Progress for Tomorrow

HIV/AIDS Lecturer Advocates for Safe Injection Sites

Concordia University Community Lecture Series on HIV/AIDS Poster. Jason Milan

“Quebec has been, for many years, a beacon of progressive values,” said Dr. M-J Milloy, epidemiologist from the University of British Columbia.

This statement comes from a time of reflection during his undergrad at McGill, when he saw Quebec as a province that was open to new ideas, eager to embrace new methods of tackling not-so-new issues.

In particular, Milloy focuses his work on one issue that, anecdotally, some say links to Quebec right from its beginning: HIV/AIDS.

He will be returning to Montreal on March 10 to share how he thinks Quebec’s progressive nature can help set a new precedent for HIV/AIDS prevention at an upcoming installment of Concordia’s HIV/AIDS Public Lecture Series.

The Quebec connection stems from the myth of patient zero, a man named Gaëtan Dugas who—it was speculated—first brought the HIV virus into North America during the early 1980s. He was a flight attendant from Quebec City.

In 1984, a Centers for Disease Control and Prevention study published in the American Journal of Medicine explored the origins of HIV in North America, tracing reported cases of the virus back to Dugas. The theory was that Dugas, who was painted as a sexually promiscuous gay man, brought the virus back with him from Africa and subsequently spread it in illicit underground gay bars and bathhouses.

HIV, short for human immunodeficiency virus, weakens the immune system and can develop into the AIDS after an incubation period, if left untreated. The median incubation period, according to the University of California San Francisco, is estimated at about ten years. The disease, acquired immunodeficiency syndrome or AIDS, will then destroy its host’s immune system.

“That host is us,” explained Milloy. Even more direly, he elaborated “the AIDS disease leads to death in 100 per cent of cases.” Since its discovery in 1981 it has been the cause of death for more than 30 million people globally.

The origin of HIV/AIDS in North America has since been disputed—the patient zero theory was dismissed in 2007, as the Proceedings of the National Academy of Sciences published a hypothesis that claimed that the genetic origin of the virus in North America was transmitted from Africa to Haiti in 1966, and then to the U.S. in 1969. What is not disputed is its prominence.
==*==
PROBLEM SET
(1) Decide whether each statement agrees with the HIV/AIDS article, answering yes or no and quoting the words that settle it: (a) The patient zero theory was dismissed in 2007. (b) Gaëtan Dugas was a flight attendant from Montreal. (c) The median incubation period is estimated at about five years.
(2) Turn the paragraph of the HIV/AIDS article that begins "In 1984, a Centers for Disease Control" into a short bulleted list that keeps its main facts.
The lines that come after this article have no connection to it.

DATA EXTRACT
==*==
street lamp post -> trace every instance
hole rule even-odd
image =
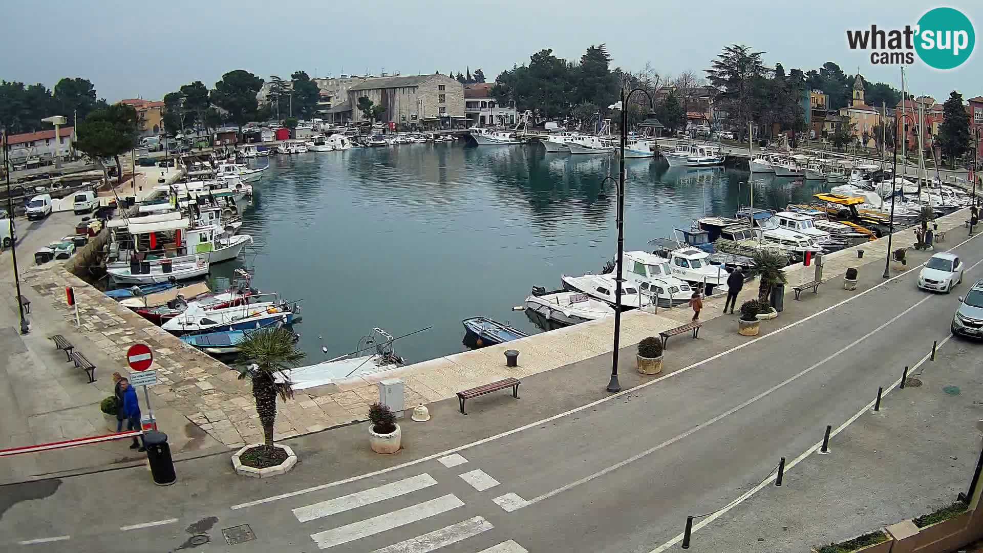
[[[618,154],[617,176],[617,273],[614,278],[614,351],[611,352],[611,379],[607,383],[607,392],[620,392],[621,385],[617,381],[617,354],[621,338],[621,274],[624,271],[624,143],[628,140],[628,98],[635,92],[644,92],[649,98],[649,110],[654,113],[656,102],[652,94],[645,89],[634,89],[627,94],[621,89],[621,149]]]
==*==
RESPONSES IN ORDER
(1)
(a) Yes: "the patient zero theory was dismissed in 2007"
(b) No: "He was a flight attendant from Quebec City."
(c) No: "is estimated at about ten years"

(2)
- In 1984, a Centers for Disease Control and Prevention study in the American Journal of Medicine explored the origins of HIV in North America.
- The study traced reported cases of the virus back to Dugas.
- The theory held that Dugas, portrayed as a sexually promiscuous gay man, brought the virus from Africa and spread it in illicit underground gay bars and bathhouses.